■ 演習用本文 ■
認知症に対する根本的治療法の開発が進む中で,病態に基づいたより正確な診断法の確立が重要となっている。アルツハイマー病神経病理(Aβやタウ蛋白)そのものを標的とした治療法が開発され,続々と臨床試験に入っているが,このような治療法が実用化された場合,患者の脳内に神経病理が実際に存在しているかどうかを生前に知ることがきわめて重要になる。従来の臨床診断基準では,死後病理評価による確定診断との相関が十分ではないため,根本的治療法を適用する患者の選定が難しい,という問題が生じる。
この点に関して,現時点で少なくとも2つの方法によって脳内病理の存在を生前に評価することが可能になっている。1つは脳脊髄液中のAβやタウ蛋白を測定する方法で,非常に高い感度・特異度で脳内のアルツハイマー病神経病理の存在を予測することができる1)。もう1つはPET画像を用いた診断で,脳内の老人斑(Aβ)や神経原線維変化(タウ蛋白)に特異的に結合するトレーサーが開発されてきている。
一方で,認知症の様々な危険因子が明らかになりつつあり,早期介入の重要性が高まっている。脳内病理は認知症発症の10~20年以上前から既に出現していることがわかっており,髄液マーカーやアミロイド/タウPETを用いることで,理論的には発症前診断が可能である2)。今後は,より簡便で低侵襲な早期診断法の確立が望まれる。

■ 元データ ■
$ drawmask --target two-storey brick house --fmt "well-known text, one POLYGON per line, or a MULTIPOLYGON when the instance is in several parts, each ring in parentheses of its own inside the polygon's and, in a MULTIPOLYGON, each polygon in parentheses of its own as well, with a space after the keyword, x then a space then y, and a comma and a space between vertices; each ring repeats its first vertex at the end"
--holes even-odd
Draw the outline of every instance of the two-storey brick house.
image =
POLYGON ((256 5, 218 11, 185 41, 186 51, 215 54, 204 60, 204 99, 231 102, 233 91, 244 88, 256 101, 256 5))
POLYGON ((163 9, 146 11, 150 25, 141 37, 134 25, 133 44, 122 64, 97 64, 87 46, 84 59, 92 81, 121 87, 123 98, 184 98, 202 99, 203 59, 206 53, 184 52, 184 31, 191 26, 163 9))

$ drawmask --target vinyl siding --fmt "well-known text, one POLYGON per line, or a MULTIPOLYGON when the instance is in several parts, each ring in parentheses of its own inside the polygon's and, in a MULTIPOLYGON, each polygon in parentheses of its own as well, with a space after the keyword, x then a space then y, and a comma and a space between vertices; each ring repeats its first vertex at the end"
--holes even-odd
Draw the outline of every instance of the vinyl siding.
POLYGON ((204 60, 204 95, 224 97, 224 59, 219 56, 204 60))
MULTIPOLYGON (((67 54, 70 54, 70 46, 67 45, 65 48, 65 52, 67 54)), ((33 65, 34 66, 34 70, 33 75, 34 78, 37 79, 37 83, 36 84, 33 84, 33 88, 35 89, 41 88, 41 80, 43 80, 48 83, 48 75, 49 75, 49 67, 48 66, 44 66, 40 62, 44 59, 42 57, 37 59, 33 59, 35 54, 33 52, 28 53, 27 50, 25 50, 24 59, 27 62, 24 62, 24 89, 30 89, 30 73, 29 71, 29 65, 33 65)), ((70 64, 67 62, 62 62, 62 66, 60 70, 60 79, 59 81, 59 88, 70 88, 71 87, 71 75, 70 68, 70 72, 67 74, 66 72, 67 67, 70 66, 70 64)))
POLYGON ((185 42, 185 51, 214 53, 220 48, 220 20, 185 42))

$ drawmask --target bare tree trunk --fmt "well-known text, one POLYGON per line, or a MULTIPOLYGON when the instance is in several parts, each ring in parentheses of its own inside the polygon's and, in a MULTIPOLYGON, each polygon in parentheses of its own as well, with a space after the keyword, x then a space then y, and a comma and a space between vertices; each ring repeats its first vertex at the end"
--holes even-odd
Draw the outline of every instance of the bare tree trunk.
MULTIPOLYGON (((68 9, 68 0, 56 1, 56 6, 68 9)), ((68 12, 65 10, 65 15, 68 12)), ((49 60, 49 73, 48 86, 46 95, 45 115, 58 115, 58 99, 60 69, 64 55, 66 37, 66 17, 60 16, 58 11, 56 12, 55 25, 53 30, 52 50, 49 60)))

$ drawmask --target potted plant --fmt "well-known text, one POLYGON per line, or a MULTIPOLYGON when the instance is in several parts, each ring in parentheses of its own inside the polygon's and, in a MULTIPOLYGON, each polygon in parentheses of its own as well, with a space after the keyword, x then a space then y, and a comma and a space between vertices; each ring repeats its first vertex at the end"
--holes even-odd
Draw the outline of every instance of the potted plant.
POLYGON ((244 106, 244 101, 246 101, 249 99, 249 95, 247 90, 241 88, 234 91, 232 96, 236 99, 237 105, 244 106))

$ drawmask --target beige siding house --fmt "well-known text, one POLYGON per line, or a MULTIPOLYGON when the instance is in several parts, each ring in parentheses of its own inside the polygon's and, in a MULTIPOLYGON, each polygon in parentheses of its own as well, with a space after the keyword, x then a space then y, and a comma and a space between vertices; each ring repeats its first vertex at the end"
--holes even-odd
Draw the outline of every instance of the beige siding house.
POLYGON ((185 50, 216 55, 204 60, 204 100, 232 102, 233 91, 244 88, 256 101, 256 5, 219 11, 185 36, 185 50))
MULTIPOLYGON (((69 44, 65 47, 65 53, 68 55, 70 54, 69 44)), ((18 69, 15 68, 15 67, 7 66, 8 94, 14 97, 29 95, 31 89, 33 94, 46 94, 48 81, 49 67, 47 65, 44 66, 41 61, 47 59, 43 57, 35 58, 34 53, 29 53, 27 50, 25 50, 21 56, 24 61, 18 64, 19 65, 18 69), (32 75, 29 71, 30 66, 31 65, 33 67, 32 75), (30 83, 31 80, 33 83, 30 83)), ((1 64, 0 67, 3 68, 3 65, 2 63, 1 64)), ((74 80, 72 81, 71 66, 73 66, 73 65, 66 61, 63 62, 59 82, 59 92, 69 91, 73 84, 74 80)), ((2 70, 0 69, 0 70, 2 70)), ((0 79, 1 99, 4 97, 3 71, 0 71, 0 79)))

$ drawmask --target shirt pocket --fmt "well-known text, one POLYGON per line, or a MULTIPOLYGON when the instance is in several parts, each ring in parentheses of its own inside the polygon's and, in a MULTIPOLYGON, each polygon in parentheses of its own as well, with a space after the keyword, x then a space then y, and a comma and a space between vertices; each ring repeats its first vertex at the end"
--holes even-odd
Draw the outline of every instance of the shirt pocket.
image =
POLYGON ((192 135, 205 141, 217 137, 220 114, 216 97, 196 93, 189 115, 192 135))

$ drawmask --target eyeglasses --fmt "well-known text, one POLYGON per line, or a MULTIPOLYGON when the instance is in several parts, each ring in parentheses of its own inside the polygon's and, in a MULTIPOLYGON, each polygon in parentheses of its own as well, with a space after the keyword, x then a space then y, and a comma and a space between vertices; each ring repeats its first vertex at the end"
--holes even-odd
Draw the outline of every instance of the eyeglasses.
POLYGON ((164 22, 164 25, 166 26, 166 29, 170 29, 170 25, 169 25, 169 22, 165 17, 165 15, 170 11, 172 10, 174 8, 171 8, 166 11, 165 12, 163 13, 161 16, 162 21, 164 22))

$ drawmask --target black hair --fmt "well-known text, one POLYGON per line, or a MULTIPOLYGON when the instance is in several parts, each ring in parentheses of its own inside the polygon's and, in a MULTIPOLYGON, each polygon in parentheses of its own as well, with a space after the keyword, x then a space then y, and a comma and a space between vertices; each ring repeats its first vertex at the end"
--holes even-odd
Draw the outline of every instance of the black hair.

■ 設問一覧 ■
**a)** 認知症の診断に関する本文にある「今後は,より簡便で低侵襲な早期診断法の確立が望まれる。」を英語に訳せ。
**b)** 認知症の診断に関する本文から、「認知症に対する根本的治療法の」を起点とし「ーサーが開発されてきている。」を含むところまでを、一字一句変えずに出力せよ。

■ 解答 ■
**a)** Going forward, the establishment of simpler and less invasive methods for early diagnosis is desired.

**b)**
認知症に対する根本的治療法の開発が進む中で,病態に基づいたより正確な診断法の確立が重要となっている。アルツハイマー病神経病理(Aβやタウ蛋白)そのものを標的とした治療法が開発され,続々と臨床試験に入っているが,このような治療法が実用化された場合,患者の脳内に神経病理が実際に存在しているかどうかを生前に知ることがきわめて重要になる。従来の臨床診断基準では,死後病理評価による確定診断との相関が十分ではないため,根本的治療法を適用する患者の選定が難しい,という問題が生じる。
この点に関して,現時点で少なくとも2つの方法によって脳内病理の存在を生前に評価することが可能になっている。1つは脳脊髄液中のAβやタウ蛋白を測定する方法で,非常に高い感度・特異度で脳内のアルツハイマー病神経病理の存在を予測することができる1)。もう1つはPET画像を用いた診断で,脳内の老人斑(Aβ)や神経原線維変化(タウ蛋白)に特異的に結合するトレーサーが開発されてきている。